#### [Objective]
Render the rows below as a numbered list, from the line containing "# test: pointer marks one dot per instance of the robotic" through the last line of the rows, leaving out any blank lines.

#### [Stored data]
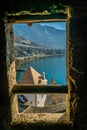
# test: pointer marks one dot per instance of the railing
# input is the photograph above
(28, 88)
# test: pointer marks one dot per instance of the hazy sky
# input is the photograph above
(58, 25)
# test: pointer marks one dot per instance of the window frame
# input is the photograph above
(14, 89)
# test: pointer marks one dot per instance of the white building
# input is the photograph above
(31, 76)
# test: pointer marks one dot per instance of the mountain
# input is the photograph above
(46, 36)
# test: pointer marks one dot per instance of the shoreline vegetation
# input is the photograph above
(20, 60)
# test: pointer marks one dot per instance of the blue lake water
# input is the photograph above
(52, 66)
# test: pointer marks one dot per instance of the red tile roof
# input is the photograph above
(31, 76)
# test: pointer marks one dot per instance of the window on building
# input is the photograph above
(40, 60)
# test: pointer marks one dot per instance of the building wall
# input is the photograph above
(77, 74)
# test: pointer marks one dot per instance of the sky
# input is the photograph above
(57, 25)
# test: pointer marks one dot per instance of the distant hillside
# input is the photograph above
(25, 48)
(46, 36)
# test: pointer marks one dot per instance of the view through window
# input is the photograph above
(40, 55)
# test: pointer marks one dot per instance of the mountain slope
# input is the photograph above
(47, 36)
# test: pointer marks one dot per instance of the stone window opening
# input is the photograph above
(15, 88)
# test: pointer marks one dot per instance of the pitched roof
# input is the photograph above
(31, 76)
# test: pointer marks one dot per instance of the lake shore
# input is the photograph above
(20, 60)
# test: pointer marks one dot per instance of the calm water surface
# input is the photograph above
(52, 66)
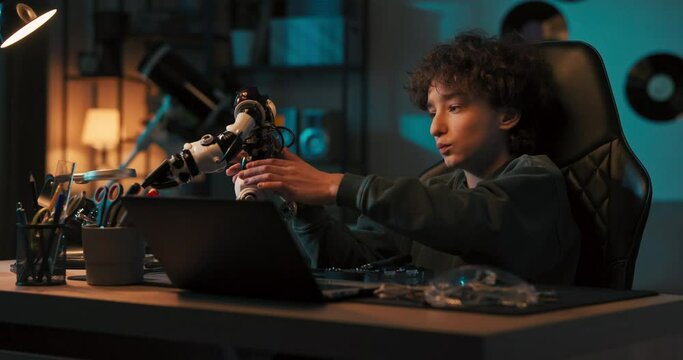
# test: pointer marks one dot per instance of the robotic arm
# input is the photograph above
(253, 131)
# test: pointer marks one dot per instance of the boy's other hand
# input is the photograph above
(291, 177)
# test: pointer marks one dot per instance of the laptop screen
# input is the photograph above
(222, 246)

#### [Result below]
1. # test: pointer marks one dot per instance of the robotic arm
2. # input is the photograph above
3. (253, 131)
4. # test: pointer marks one dot per instance of the boy's other hand
5. # input is the photograph above
6. (291, 177)
7. # test: pointer marks one dot per instance of the laptop screen
8. # input is the photograph above
9. (222, 246)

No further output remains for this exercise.